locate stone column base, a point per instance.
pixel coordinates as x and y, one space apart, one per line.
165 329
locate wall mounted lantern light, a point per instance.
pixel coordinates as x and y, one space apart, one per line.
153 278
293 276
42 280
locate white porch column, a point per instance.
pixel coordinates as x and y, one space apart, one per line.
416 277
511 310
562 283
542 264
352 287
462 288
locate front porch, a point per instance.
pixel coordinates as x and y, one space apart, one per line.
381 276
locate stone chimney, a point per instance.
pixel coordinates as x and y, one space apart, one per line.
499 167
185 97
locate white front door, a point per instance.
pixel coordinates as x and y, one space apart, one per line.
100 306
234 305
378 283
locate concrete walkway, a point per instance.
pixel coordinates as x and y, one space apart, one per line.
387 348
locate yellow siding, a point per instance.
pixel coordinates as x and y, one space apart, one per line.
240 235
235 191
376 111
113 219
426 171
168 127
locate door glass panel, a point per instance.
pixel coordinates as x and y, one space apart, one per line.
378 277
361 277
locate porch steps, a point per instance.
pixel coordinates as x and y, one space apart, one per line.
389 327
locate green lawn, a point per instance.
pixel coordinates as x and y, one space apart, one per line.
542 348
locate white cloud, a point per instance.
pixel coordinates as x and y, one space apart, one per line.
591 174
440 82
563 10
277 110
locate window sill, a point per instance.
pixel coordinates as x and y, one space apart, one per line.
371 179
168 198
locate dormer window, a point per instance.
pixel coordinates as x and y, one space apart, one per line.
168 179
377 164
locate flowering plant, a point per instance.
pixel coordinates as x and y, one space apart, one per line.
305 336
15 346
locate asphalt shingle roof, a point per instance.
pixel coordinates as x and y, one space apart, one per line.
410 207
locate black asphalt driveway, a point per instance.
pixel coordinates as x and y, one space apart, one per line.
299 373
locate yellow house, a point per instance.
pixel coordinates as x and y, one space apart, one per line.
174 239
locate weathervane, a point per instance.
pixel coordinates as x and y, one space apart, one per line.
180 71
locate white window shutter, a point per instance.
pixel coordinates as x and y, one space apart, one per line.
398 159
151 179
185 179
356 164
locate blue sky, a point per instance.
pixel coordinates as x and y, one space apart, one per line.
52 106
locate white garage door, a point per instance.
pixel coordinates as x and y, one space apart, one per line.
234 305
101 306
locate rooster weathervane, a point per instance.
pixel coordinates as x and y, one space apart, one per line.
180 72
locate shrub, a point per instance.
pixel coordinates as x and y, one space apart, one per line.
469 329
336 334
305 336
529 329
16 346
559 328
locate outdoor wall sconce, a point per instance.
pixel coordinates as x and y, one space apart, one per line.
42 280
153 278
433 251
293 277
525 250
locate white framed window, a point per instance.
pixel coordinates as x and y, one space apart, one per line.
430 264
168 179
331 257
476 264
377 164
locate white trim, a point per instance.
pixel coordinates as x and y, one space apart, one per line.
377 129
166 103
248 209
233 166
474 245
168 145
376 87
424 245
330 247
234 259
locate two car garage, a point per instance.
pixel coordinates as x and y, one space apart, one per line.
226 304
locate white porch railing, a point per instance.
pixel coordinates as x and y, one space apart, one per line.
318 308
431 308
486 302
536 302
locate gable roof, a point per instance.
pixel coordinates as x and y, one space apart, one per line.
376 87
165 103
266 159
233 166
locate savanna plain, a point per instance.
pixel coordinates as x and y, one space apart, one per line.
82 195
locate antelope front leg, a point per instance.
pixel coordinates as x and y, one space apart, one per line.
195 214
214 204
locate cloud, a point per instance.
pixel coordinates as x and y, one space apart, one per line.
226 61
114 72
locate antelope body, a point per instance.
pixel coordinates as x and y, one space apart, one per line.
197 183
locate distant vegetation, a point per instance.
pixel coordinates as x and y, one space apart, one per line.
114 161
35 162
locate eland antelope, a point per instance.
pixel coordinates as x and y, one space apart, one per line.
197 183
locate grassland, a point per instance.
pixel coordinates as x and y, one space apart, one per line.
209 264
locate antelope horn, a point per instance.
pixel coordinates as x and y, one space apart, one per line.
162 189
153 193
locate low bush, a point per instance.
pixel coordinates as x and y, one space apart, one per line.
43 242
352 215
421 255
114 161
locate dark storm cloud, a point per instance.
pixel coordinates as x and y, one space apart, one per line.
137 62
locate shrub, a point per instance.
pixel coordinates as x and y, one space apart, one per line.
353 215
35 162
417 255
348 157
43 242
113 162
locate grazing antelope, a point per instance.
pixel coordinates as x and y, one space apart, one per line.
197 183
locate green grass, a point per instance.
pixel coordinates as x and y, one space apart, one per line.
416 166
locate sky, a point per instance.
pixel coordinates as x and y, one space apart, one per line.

*Work instruction*
Retype the complete listing verbatim.

*Result of the exercise*
locate stone column base, a point per instance.
pixel coordinates as x and y, one space apart, one per line.
165 329
locate wall mounted lantern light, a point per instance.
pixel coordinates as x and y, one space apart, one per line.
153 278
293 276
42 280
locate white porch column, a point per instance.
pixel coordinates as x and y, one space apart, one per line.
416 277
511 310
562 283
542 264
352 287
462 288
locate front porch, a point per instance.
pixel coordinates as x and y, one space apart, one per line.
381 276
locate stone chimney, a point per instance.
pixel coordinates as x and y, one space apart, one per line.
499 167
185 97
locate white front door, a point per instance.
pixel coordinates as x and y, one space apart, one per line.
100 306
234 305
378 283
locate concrete walkway, a point per instance.
pixel coordinates as x and y, one space apart, one per line.
387 348
locate yellow siding, a point per instance.
pixel coordinates as x and y, one space apart, one per line.
240 235
235 191
376 111
113 219
426 171
168 127
locate door glass panel, a point per instance.
pixel coordinates as x and y, one space apart, one per line.
378 277
361 277
locate porch steps, a point per instance.
pixel coordinates as x and y, one space apart, one per line.
389 327
locate green lawn, a point per instance.
pixel coordinates as x and y, one space apart, one per line.
542 348
locate white cloud, a point per instance.
pixel coordinates as x and y, one space apart, one per line.
591 174
440 82
563 10
277 110
locate window sill, a point per instance.
pixel coordinates as x and y, one space apart, one per line.
371 179
168 198
locate dormer window, a point per instance.
pixel coordinates as x and y, one space apart, one per line.
168 179
377 164
locate flowering plant, a point per instance.
pixel coordinates as x and y, one space apart, one per line.
305 336
15 346
locate asphalt shingle roof, a point per instance.
pixel coordinates as x and y, one space apart, one per line.
410 207
locate black asphalt driveway, a point per instance.
pixel coordinates as x and y, one space apart, one per line.
299 373
locate yellow house, a point per instance.
pixel coordinates as x and y, one space apart, one per line.
174 239
locate weathervane, a point per instance.
pixel coordinates as x and y, one space apart, one per line.
180 71
locate white window shutter, a point per instance.
pixel coordinates as x and y, one space apart, one per line.
398 159
151 179
185 179
356 164
locate blue sky, a point per instance.
pixel coordinates as x and y, one space apart, one per line.
52 106
locate white garage door, a point per instance.
pixel coordinates as x and y, one space apart, one per line.
234 305
101 306
locate rooster weathervane, a point per instance.
pixel coordinates as x and y, one space apart, one per line.
180 72
locate shrub, a point per instance.
pixel coordinates as x and y, one space apart, one per line.
469 329
336 334
305 336
529 329
16 346
559 328
locate outdoor wall sconce, a point per instance.
pixel coordinates as x and y, one space apart, one per line.
42 280
153 278
433 251
293 277
525 250
locate white framed window, a point per instance.
pixel coordinates as x and y, one space apart, one per line.
430 264
168 179
331 257
476 264
377 164
locate white trim, a point per instance.
pixel coordinates as x and y, one space apart, one per line.
377 129
166 103
248 209
233 166
474 245
168 145
376 87
424 245
330 247
234 259
locate two car garage, a point per instance.
pixel coordinates as x and y, one space apart, one per line.
226 304
locate white porch railing, a point per instance.
pixel coordinates as x and y, one space apart, one per line.
318 308
431 308
486 302
536 302
locate gable roof, a point per instance.
pixel coordinates as x and y, one space apart, one per line.
376 87
165 103
266 159
233 166
locate savanna plain, a point per instance.
pixel coordinates as x and y, one space apart, one per line.
82 195
locate antelope front leg, a point per instance.
pixel coordinates as x and y, one space apart, one per line.
195 214
214 204
locate cloud, a point per instance.
pixel coordinates as x and y, one space apart, one per line.
226 61
114 72
locate antelope body, a point per instance.
pixel coordinates as x and y, one space apart, one per line.
197 183
locate distant vegetation, a point per instance.
pixel coordinates as x and y, one space apart, one per line.
114 161
35 162
locate eland antelope, a point per instance.
pixel coordinates as x and y, one space apart, one per line.
197 183
locate grassland, a point per instance.
pixel coordinates as x and y, one space apart, one per line.
209 264
locate antelope horn, a point per instance.
pixel coordinates as x and y, one space apart, one per line.
162 189
153 193
locate low bush, a point per instance.
pixel coordinates as x and y, one space apart, one per line.
43 242
352 215
421 255
114 161
locate dark storm cloud, a point per instance.
pixel coordinates as x and y, one space apart, one per line.
137 62
locate shrub, a point per instance.
pixel coordinates as x and y, one space apart, one per line.
353 215
35 162
417 255
348 157
43 242
113 162
locate grazing antelope, a point per instance.
pixel coordinates as x and y, one space apart, one per line.
197 183
locate green grass, a point per instance.
pixel coordinates as x and y, one space apart, one per line.
416 166
locate sky, a point per instance.
pixel coordinates as x and y, one space apart, one per line.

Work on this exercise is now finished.